[Auszug aus einem Datensatz]
___
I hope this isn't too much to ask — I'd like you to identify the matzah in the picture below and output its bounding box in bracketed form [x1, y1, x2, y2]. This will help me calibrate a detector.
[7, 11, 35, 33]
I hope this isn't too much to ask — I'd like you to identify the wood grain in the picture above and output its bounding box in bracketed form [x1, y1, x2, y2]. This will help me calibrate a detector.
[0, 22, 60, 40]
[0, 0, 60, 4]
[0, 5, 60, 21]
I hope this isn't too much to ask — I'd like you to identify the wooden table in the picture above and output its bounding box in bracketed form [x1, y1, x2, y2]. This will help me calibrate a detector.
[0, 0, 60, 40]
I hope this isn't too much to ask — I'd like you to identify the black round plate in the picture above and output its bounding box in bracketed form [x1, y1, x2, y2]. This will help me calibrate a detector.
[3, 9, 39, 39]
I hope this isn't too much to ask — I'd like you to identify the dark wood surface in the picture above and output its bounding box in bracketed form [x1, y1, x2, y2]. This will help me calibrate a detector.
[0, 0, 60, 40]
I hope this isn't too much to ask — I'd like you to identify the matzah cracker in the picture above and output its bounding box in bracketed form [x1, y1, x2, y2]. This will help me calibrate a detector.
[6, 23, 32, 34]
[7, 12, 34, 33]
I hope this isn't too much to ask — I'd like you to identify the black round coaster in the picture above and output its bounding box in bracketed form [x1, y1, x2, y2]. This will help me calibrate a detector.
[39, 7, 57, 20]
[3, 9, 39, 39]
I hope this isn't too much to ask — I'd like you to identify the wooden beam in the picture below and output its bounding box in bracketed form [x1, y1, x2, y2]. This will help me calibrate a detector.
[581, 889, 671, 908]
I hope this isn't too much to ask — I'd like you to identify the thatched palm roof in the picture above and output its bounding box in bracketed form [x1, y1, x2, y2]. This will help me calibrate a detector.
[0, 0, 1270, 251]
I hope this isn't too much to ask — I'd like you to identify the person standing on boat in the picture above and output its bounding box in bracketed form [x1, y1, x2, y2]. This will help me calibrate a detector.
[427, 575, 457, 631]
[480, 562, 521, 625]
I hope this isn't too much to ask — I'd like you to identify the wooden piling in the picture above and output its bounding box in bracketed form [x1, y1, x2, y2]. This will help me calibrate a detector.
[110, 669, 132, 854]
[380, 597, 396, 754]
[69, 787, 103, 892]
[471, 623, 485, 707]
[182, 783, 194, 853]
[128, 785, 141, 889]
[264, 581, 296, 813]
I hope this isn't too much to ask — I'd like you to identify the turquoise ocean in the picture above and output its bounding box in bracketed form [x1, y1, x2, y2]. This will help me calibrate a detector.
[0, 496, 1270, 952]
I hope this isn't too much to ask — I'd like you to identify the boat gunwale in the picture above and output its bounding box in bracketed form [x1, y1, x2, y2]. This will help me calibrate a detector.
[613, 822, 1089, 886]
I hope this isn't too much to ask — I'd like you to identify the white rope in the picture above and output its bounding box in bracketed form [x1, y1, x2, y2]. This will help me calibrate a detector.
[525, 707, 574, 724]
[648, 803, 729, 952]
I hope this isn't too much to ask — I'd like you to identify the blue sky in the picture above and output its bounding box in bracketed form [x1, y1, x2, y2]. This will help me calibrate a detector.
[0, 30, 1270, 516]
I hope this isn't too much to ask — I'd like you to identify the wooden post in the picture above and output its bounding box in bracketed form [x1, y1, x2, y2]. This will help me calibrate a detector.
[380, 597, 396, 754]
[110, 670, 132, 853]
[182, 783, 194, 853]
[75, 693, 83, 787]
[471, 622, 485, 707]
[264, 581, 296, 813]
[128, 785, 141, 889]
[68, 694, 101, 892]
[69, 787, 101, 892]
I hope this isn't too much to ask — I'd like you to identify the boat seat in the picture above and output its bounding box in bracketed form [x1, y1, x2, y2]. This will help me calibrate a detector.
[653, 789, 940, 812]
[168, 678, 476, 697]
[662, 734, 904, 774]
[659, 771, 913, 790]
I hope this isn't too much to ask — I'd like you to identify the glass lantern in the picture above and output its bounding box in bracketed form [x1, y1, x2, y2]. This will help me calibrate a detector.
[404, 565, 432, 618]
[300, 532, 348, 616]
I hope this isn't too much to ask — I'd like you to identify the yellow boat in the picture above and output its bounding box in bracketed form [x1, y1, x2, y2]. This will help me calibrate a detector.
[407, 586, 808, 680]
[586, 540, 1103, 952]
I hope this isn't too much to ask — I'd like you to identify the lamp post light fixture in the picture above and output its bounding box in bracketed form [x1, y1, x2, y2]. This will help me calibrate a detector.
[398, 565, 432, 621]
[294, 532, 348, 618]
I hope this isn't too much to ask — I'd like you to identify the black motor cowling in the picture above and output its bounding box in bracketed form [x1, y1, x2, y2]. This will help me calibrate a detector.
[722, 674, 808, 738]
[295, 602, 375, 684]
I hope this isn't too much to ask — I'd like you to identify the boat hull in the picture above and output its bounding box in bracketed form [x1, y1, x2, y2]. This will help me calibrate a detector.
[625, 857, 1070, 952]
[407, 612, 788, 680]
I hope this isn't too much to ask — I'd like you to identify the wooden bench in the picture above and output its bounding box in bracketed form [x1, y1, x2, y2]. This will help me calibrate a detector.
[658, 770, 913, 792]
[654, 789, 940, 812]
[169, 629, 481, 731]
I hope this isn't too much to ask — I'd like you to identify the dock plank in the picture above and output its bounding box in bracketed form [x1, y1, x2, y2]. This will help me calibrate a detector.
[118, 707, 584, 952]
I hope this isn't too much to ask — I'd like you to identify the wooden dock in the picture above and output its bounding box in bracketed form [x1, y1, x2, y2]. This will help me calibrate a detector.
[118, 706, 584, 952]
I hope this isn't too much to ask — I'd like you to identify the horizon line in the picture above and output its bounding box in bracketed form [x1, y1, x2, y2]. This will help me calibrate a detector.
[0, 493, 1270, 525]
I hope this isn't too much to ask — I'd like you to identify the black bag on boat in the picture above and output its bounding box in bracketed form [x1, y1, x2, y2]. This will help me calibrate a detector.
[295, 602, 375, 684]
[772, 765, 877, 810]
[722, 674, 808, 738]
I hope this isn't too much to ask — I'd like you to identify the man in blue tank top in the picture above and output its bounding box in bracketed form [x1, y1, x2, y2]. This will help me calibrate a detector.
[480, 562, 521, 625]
___
Gib die gesamte Auflistung oben als Markdown-Tabelle wieder, mit der Spalte „Nr“ für die fortlaufende Nummer und der Spalte „Zeile“ für den jeweiligen Text. Leerzeilen werden dabei ausgelassen.

• Ergebnis der Übung
| Nr | Zeile |
|---|---|
| 1 | I hope this isn't too much to ask — I'd like you to identify the matzah in the picture below and output its bounding box in bracketed form [x1, y1, x2, y2]. This will help me calibrate a detector. |
| 2 | [7, 11, 35, 33] |
| 3 | I hope this isn't too much to ask — I'd like you to identify the wood grain in the picture above and output its bounding box in bracketed form [x1, y1, x2, y2]. This will help me calibrate a detector. |
| 4 | [0, 22, 60, 40] |
| 5 | [0, 0, 60, 4] |
| 6 | [0, 5, 60, 21] |
| 7 | I hope this isn't too much to ask — I'd like you to identify the wooden table in the picture above and output its bounding box in bracketed form [x1, y1, x2, y2]. This will help me calibrate a detector. |
| 8 | [0, 0, 60, 40] |
| 9 | I hope this isn't too much to ask — I'd like you to identify the black round plate in the picture above and output its bounding box in bracketed form [x1, y1, x2, y2]. This will help me calibrate a detector. |
| 10 | [3, 9, 39, 39] |
| 11 | I hope this isn't too much to ask — I'd like you to identify the dark wood surface in the picture above and output its bounding box in bracketed form [x1, y1, x2, y2]. This will help me calibrate a detector. |
| 12 | [0, 0, 60, 40] |
| 13 | I hope this isn't too much to ask — I'd like you to identify the matzah cracker in the picture above and output its bounding box in bracketed form [x1, y1, x2, y2]. This will help me calibrate a detector. |
| 14 | [6, 23, 32, 34] |
| 15 | [7, 12, 34, 33] |
| 16 | I hope this isn't too much to ask — I'd like you to identify the black round coaster in the picture above and output its bounding box in bracketed form [x1, y1, x2, y2]. This will help me calibrate a detector. |
| 17 | [39, 7, 57, 20] |
| 18 | [3, 9, 39, 39] |
| 19 | I hope this isn't too much to ask — I'd like you to identify the wooden beam in the picture below and output its bounding box in bracketed form [x1, y1, x2, y2]. This will help me calibrate a detector. |
| 20 | [581, 889, 671, 908] |
| 21 | I hope this isn't too much to ask — I'd like you to identify the thatched palm roof in the picture above and output its bounding box in bracketed form [x1, y1, x2, y2]. This will help me calibrate a detector. |
| 22 | [0, 0, 1270, 251] |
| 23 | I hope this isn't too much to ask — I'd like you to identify the person standing on boat in the picture above and output its bounding box in bracketed form [x1, y1, x2, y2]. This will help me calibrate a detector. |
| 24 | [427, 575, 457, 631] |
| 25 | [480, 562, 521, 625] |
| 26 | I hope this isn't too much to ask — I'd like you to identify the wooden piling in the picture above and output its bounding box in bracketed form [x1, y1, x2, y2]. This will help me calibrate a detector. |
| 27 | [110, 669, 132, 854] |
| 28 | [380, 597, 396, 754] |
| 29 | [69, 787, 103, 892] |
| 30 | [471, 623, 485, 707] |
| 31 | [182, 783, 194, 853] |
| 32 | [128, 785, 141, 889] |
| 33 | [264, 581, 296, 813] |
| 34 | I hope this isn't too much to ask — I'd like you to identify the turquoise ocean in the picture above and output its bounding box in bracketed form [x1, y1, x2, y2]. This will help me calibrate a detector. |
| 35 | [0, 496, 1270, 952] |
| 36 | I hope this isn't too much to ask — I'd like you to identify the boat gunwale in the picture above and output its bounding box in bracketed form [x1, y1, x2, y2]. This will help me calibrate a detector. |
| 37 | [613, 822, 1089, 886] |
| 38 | I hope this isn't too much to ask — I'd like you to identify the white rope in the picture above and output its bounding box in bracketed form [x1, y1, x2, y2]. This will help me calibrate a detector. |
| 39 | [525, 707, 574, 724] |
| 40 | [648, 803, 729, 952] |
| 41 | I hope this isn't too much to ask — I'd like you to identify the blue sky in the picture above and output its bounding box in bracketed form [x1, y1, x2, y2]. This will help me calibrate a detector. |
| 42 | [0, 30, 1270, 516] |
| 43 | I hope this isn't too much to ask — I'd like you to identify the wooden post in the picture above and output its bounding box in bracketed form [x1, y1, x2, y2]. This will help me calibrate a detector. |
| 44 | [380, 597, 396, 754] |
| 45 | [110, 670, 132, 853] |
| 46 | [182, 783, 194, 853] |
| 47 | [75, 693, 83, 787] |
| 48 | [471, 622, 485, 707] |
| 49 | [264, 581, 296, 813] |
| 50 | [128, 785, 141, 889] |
| 51 | [68, 694, 101, 892] |
| 52 | [69, 787, 101, 892] |
| 53 | I hope this isn't too much to ask — I'd like you to identify the boat seat in the picture above and output its bounding box in bracketed form [x1, y1, x2, y2]. This will help me calibrate a detector. |
| 54 | [653, 789, 940, 812] |
| 55 | [168, 678, 476, 697] |
| 56 | [662, 734, 904, 774] |
| 57 | [659, 771, 913, 790] |
| 58 | I hope this isn't too much to ask — I'd like you to identify the glass lantern in the picture above and output its bounding box in bracketed form [x1, y1, x2, y2]. This will help me calibrate a detector. |
| 59 | [404, 565, 432, 618] |
| 60 | [300, 532, 348, 616] |
| 61 | I hope this isn't too much to ask — I'd like you to identify the yellow boat in the picture above and output its bounding box in bracketed form [x1, y1, x2, y2]. This will help me calibrate a detector. |
| 62 | [407, 586, 808, 680] |
| 63 | [586, 540, 1103, 952] |
| 64 | I hope this isn't too much to ask — I'd like you to identify the lamp post light fixture in the picture above and output its bounding box in bracketed form [x1, y1, x2, y2]. This will help me calibrate a detector. |
| 65 | [398, 565, 432, 621] |
| 66 | [294, 532, 348, 618] |
| 67 | I hope this isn't too much to ask — I'd like you to identify the black motor cowling in the picture above and output its bounding box in bracketed form [x1, y1, x2, y2]. This will help me calibrate a detector. |
| 68 | [722, 674, 808, 738] |
| 69 | [295, 602, 375, 684] |
| 70 | I hope this isn't too much to ask — I'd like you to identify the boat hull in the picture above and output its bounding box in bracketed form [x1, y1, x2, y2]. This will help me calibrate a detector. |
| 71 | [625, 857, 1070, 952] |
| 72 | [407, 612, 788, 680] |
| 73 | I hope this isn't too much to ask — I'd like you to identify the wooden bench in the picture above and output its bounding box in bracketed form [x1, y1, x2, y2]. This will help me calibrate a detector. |
| 74 | [658, 770, 913, 792] |
| 75 | [654, 789, 940, 812] |
| 76 | [169, 629, 481, 731] |
| 77 | I hope this isn't too much to ask — I'd like you to identify the dock plank in the picture above and output its bounding box in bracketed form [x1, y1, x2, y2]. This will help me calibrate a detector. |
| 78 | [118, 707, 584, 952] |
| 79 | I hope this isn't too much to ask — I'd like you to identify the wooden dock in the picture above and output its bounding box in bracketed form [x1, y1, x2, y2]. This will help me calibrate a detector. |
| 80 | [118, 706, 584, 952] |
| 81 | I hope this isn't too much to ask — I'd like you to identify the horizon line in the picture above and output its bounding box in bracketed form [x1, y1, x2, y2]. This will help me calibrate a detector. |
| 82 | [0, 493, 1270, 525] |
| 83 | I hope this isn't too much to ask — I'd like you to identify the black bag on boat in the picture above and output its bounding box in bracketed form [x1, y1, x2, y2]. This will help me calibrate a detector. |
| 84 | [295, 602, 375, 684] |
| 85 | [772, 765, 877, 810] |
| 86 | [722, 674, 808, 738] |
| 87 | I hope this isn't too much to ask — I'd like you to identify the man in blue tank top in the picture above and output its bounding box in bracketed form [x1, y1, x2, y2]. This will help me calibrate a detector. |
| 88 | [480, 562, 521, 625] |